**Point placement data**
********

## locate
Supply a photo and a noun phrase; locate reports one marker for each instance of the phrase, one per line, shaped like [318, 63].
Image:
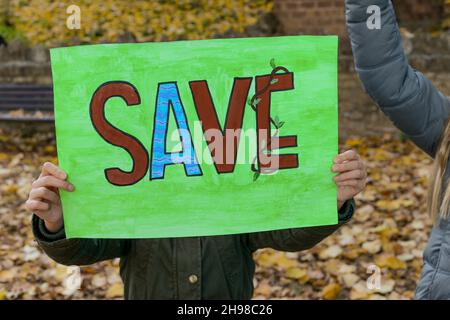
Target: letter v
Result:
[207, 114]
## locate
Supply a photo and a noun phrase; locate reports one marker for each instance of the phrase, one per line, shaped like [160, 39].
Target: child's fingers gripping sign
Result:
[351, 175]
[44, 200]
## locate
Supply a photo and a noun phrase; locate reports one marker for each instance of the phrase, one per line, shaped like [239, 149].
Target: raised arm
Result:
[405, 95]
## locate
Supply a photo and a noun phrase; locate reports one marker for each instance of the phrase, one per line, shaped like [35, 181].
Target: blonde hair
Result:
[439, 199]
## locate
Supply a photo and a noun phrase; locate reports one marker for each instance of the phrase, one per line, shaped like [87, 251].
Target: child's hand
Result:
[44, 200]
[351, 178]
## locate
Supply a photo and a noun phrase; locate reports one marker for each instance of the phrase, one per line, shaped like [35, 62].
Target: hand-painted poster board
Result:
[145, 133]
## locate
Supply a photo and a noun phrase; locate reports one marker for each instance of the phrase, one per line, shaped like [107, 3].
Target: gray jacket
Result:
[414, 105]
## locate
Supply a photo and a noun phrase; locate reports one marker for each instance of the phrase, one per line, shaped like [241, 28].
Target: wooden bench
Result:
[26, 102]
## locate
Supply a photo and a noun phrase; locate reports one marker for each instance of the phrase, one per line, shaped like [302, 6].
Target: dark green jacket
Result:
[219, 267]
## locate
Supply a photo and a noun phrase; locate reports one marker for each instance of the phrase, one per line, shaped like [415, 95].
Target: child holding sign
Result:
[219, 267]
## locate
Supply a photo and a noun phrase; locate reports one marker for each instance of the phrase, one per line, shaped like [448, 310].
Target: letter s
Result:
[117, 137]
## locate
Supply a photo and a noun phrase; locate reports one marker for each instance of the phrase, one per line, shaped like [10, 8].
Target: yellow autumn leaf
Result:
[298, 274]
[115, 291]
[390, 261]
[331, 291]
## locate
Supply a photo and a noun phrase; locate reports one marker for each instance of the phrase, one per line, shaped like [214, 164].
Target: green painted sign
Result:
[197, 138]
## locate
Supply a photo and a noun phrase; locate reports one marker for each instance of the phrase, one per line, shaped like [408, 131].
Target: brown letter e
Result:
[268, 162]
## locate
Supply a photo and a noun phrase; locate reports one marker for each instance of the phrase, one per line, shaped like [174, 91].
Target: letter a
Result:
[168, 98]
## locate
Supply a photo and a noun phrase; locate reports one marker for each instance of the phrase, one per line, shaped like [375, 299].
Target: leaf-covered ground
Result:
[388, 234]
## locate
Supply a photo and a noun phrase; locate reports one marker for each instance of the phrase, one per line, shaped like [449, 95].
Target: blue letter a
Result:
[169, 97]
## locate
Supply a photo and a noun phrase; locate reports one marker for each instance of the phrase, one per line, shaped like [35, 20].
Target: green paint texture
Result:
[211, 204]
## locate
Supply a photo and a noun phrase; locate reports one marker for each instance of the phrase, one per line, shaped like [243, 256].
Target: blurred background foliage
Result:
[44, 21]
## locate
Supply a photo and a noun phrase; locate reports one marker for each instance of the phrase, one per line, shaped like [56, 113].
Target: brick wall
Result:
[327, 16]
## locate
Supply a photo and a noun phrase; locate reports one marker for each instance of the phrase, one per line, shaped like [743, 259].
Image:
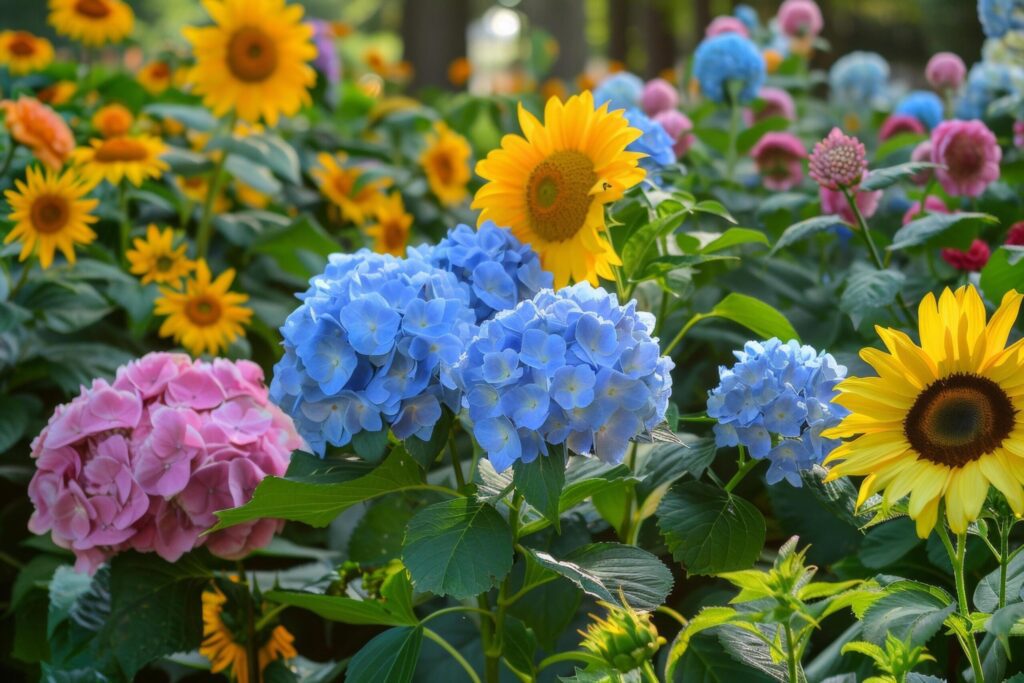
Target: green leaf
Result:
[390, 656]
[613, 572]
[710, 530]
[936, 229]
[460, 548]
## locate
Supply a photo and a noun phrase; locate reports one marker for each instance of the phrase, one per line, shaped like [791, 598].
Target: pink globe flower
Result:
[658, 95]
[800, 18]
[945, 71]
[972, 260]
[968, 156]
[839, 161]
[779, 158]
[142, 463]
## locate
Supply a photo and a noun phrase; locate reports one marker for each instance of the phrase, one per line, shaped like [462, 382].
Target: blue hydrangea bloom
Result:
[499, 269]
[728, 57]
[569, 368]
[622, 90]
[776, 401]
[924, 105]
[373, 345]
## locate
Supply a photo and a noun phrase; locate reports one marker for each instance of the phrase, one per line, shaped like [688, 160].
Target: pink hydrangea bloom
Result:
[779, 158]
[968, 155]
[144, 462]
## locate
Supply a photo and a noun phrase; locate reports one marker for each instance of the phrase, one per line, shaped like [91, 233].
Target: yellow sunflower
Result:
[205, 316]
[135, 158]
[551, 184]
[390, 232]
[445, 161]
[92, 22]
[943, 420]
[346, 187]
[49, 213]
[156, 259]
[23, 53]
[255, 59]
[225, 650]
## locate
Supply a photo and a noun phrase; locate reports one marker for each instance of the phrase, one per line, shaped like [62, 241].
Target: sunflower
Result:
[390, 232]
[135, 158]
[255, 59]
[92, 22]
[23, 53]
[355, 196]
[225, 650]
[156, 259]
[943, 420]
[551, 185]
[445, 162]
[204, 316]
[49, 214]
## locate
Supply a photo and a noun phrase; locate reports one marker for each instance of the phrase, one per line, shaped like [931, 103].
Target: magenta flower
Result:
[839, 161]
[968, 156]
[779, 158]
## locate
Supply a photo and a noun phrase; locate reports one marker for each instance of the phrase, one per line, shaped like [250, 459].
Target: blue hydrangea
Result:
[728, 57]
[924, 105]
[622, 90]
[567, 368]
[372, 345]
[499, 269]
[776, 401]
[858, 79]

********

Return every line of the data above that contains the string "green". Case counts.

Target: dark green jacket
Target: green painted sign
Target: green paint texture
Target: green leaf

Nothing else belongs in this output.